## WHAT YOU NEED TO DO
Everything in the listing below from the line containing "point: mountain range" through the line containing "point: yellow center" must be repeated exactly; the remaining lines are not wanted.

## DATASET
--------------------

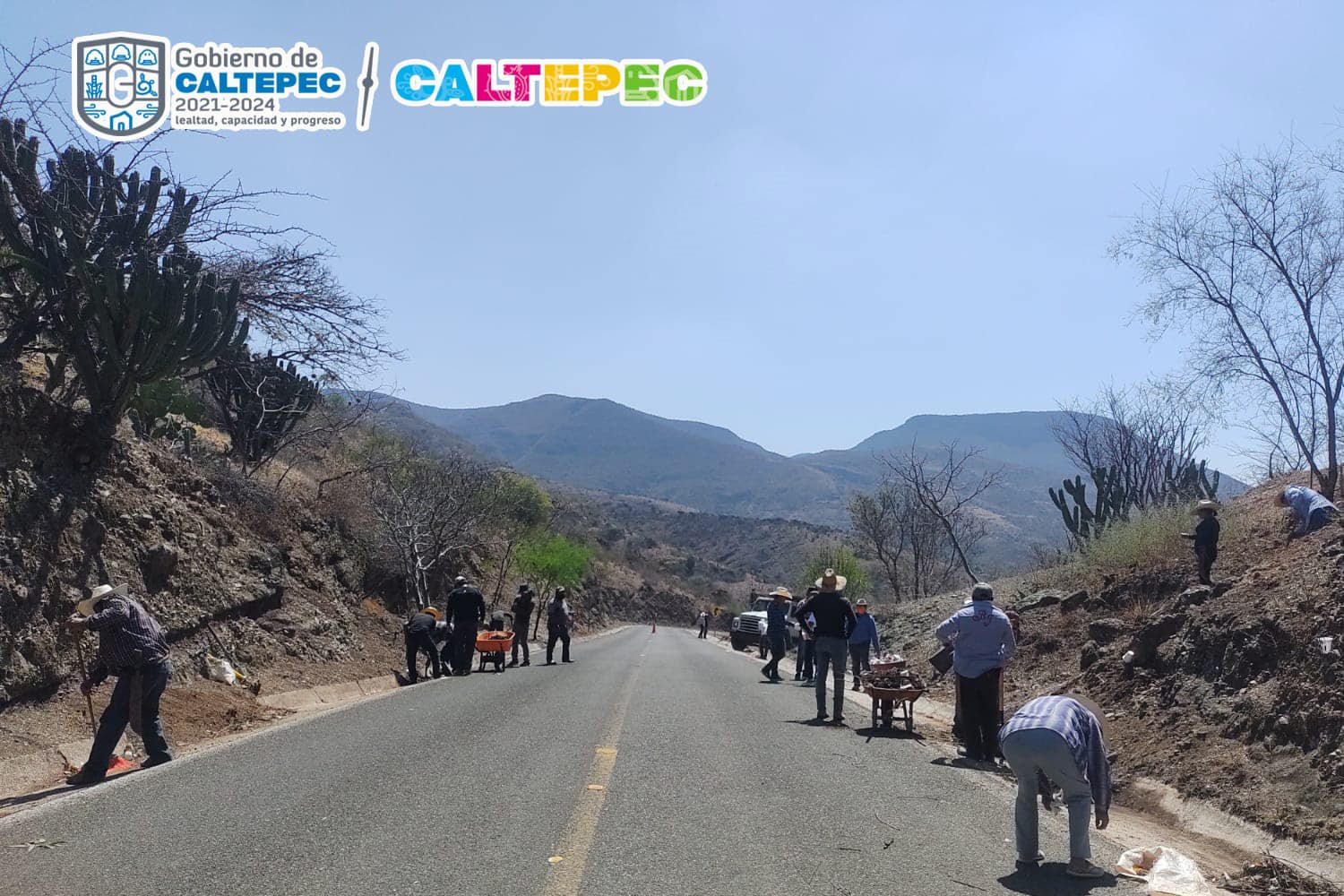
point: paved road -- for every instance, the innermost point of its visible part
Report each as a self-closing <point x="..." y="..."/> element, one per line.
<point x="658" y="763"/>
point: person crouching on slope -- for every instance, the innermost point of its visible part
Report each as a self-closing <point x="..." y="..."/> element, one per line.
<point x="981" y="641"/>
<point x="862" y="640"/>
<point x="1059" y="737"/>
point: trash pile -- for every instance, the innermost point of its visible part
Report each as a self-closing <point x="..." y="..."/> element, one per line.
<point x="1276" y="876"/>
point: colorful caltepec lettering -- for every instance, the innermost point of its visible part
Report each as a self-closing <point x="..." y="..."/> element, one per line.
<point x="548" y="82"/>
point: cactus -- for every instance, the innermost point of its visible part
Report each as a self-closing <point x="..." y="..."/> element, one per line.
<point x="261" y="401"/>
<point x="128" y="304"/>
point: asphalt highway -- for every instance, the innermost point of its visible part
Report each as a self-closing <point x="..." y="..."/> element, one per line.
<point x="656" y="763"/>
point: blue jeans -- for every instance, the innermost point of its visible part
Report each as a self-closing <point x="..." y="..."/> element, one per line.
<point x="117" y="715"/>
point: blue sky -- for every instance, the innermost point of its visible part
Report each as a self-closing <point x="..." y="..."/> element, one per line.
<point x="879" y="209"/>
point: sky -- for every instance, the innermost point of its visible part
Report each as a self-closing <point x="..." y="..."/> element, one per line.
<point x="878" y="210"/>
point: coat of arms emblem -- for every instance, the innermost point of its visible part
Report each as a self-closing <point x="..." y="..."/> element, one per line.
<point x="120" y="83"/>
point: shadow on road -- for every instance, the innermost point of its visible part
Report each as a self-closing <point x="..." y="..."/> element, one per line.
<point x="1051" y="880"/>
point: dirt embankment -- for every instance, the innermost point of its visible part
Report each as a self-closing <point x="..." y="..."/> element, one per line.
<point x="271" y="576"/>
<point x="1228" y="694"/>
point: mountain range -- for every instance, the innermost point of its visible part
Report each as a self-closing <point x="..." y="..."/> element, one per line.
<point x="601" y="445"/>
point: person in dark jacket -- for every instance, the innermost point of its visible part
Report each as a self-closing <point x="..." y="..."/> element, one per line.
<point x="835" y="621"/>
<point x="1206" y="538"/>
<point x="523" y="607"/>
<point x="777" y="632"/>
<point x="558" y="626"/>
<point x="131" y="646"/>
<point x="467" y="611"/>
<point x="419" y="635"/>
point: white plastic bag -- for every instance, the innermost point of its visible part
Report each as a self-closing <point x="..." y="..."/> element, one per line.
<point x="1167" y="871"/>
<point x="220" y="669"/>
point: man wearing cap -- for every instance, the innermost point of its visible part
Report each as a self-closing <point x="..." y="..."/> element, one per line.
<point x="521" y="608"/>
<point x="558" y="626"/>
<point x="467" y="611"/>
<point x="1059" y="737"/>
<point x="835" y="621"/>
<point x="862" y="640"/>
<point x="131" y="646"/>
<point x="1206" y="538"/>
<point x="419" y="635"/>
<point x="981" y="641"/>
<point x="777" y="632"/>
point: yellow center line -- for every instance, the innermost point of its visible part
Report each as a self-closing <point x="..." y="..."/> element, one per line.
<point x="570" y="858"/>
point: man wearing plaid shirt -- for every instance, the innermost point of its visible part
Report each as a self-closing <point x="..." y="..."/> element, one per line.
<point x="134" y="648"/>
<point x="1061" y="739"/>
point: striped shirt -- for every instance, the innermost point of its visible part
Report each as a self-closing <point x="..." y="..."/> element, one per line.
<point x="128" y="637"/>
<point x="1081" y="731"/>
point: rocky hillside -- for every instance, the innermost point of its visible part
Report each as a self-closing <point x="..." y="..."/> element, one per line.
<point x="597" y="444"/>
<point x="1228" y="694"/>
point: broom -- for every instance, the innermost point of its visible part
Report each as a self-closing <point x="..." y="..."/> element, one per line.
<point x="117" y="763"/>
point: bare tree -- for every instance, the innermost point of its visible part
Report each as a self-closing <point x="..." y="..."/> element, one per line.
<point x="1142" y="433"/>
<point x="945" y="487"/>
<point x="1247" y="263"/>
<point x="430" y="511"/>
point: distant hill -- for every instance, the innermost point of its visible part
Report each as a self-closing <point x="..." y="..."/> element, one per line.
<point x="599" y="444"/>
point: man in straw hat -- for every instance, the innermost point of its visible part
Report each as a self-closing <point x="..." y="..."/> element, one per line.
<point x="1062" y="739"/>
<point x="983" y="641"/>
<point x="131" y="646"/>
<point x="1206" y="538"/>
<point x="777" y="632"/>
<point x="419" y="635"/>
<point x="835" y="621"/>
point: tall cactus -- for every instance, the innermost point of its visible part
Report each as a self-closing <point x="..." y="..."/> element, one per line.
<point x="125" y="303"/>
<point x="261" y="401"/>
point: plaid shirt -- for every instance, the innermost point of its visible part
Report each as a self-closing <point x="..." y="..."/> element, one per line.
<point x="128" y="638"/>
<point x="1080" y="728"/>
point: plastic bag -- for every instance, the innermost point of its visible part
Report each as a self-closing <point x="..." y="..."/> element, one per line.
<point x="220" y="669"/>
<point x="1167" y="871"/>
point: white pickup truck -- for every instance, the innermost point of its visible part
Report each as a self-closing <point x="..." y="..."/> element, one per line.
<point x="749" y="626"/>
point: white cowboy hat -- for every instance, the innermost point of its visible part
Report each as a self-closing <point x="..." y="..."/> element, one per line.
<point x="85" y="607"/>
<point x="831" y="582"/>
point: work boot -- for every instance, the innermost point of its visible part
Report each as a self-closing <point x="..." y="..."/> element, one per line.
<point x="85" y="777"/>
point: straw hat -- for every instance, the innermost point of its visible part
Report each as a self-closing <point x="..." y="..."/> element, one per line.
<point x="831" y="582"/>
<point x="86" y="606"/>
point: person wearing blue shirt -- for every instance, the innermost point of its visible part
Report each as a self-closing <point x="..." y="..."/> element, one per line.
<point x="981" y="642"/>
<point x="862" y="640"/>
<point x="777" y="632"/>
<point x="1059" y="737"/>
<point x="1311" y="509"/>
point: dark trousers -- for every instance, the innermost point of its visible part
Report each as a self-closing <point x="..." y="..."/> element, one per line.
<point x="521" y="641"/>
<point x="417" y="641"/>
<point x="117" y="715"/>
<point x="859" y="659"/>
<point x="551" y="637"/>
<point x="777" y="649"/>
<point x="980" y="713"/>
<point x="806" y="656"/>
<point x="464" y="642"/>
<point x="1206" y="556"/>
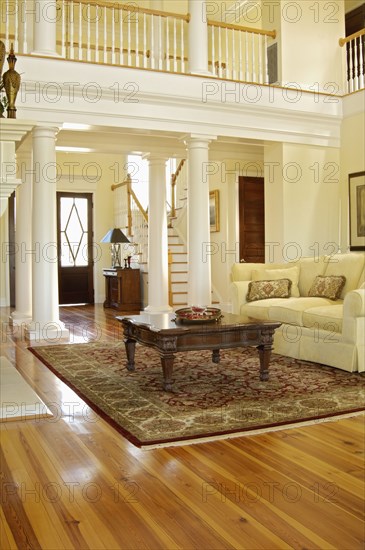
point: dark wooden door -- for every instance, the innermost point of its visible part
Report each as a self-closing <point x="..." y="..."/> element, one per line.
<point x="12" y="247"/>
<point x="252" y="219"/>
<point x="75" y="248"/>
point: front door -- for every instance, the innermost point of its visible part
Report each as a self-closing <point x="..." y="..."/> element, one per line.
<point x="75" y="247"/>
<point x="252" y="219"/>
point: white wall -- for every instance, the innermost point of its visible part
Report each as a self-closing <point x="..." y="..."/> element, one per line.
<point x="301" y="201"/>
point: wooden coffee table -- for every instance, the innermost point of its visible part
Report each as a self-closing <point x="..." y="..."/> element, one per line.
<point x="168" y="336"/>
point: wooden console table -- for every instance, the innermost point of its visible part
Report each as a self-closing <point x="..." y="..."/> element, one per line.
<point x="123" y="289"/>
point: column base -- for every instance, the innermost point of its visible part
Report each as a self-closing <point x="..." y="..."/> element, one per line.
<point x="158" y="309"/>
<point x="18" y="318"/>
<point x="51" y="331"/>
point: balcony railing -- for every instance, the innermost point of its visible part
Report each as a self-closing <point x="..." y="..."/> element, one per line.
<point x="355" y="59"/>
<point x="127" y="35"/>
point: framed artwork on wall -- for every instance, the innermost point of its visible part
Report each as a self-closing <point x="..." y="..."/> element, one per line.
<point x="357" y="210"/>
<point x="214" y="210"/>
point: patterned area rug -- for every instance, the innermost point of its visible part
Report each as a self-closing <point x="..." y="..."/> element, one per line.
<point x="209" y="400"/>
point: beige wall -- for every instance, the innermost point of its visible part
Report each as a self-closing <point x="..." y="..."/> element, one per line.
<point x="301" y="201"/>
<point x="89" y="174"/>
<point x="352" y="161"/>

--------------------

## ANSWER AREA
point: mountain range -- for every instance, the innermost point of its visible part
Report each as a self-closing <point x="..." y="..."/> element, one per line.
<point x="601" y="445"/>
point: person in dark jacket -- for every instance, the innermost point of its visible part
Report each as a self-closing <point x="..." y="..."/> element, one per line.
<point x="835" y="621"/>
<point x="1206" y="538"/>
<point x="523" y="607"/>
<point x="777" y="632"/>
<point x="558" y="626"/>
<point x="131" y="646"/>
<point x="467" y="611"/>
<point x="419" y="635"/>
point: white plastic bag -- for every instance, the innermost point of its visible part
Report each as a self-closing <point x="..." y="..."/> element, one per line.
<point x="1167" y="871"/>
<point x="220" y="669"/>
point: man wearing cap -- for every instance, the innermost point of its visible part
Report each as a self-closing <point x="..." y="..."/> element, one per line.
<point x="521" y="608"/>
<point x="558" y="626"/>
<point x="467" y="611"/>
<point x="1059" y="737"/>
<point x="835" y="621"/>
<point x="862" y="640"/>
<point x="131" y="646"/>
<point x="1206" y="538"/>
<point x="419" y="635"/>
<point x="981" y="641"/>
<point x="777" y="632"/>
point: yellow center line -- for every instance, the innermost point of its visible part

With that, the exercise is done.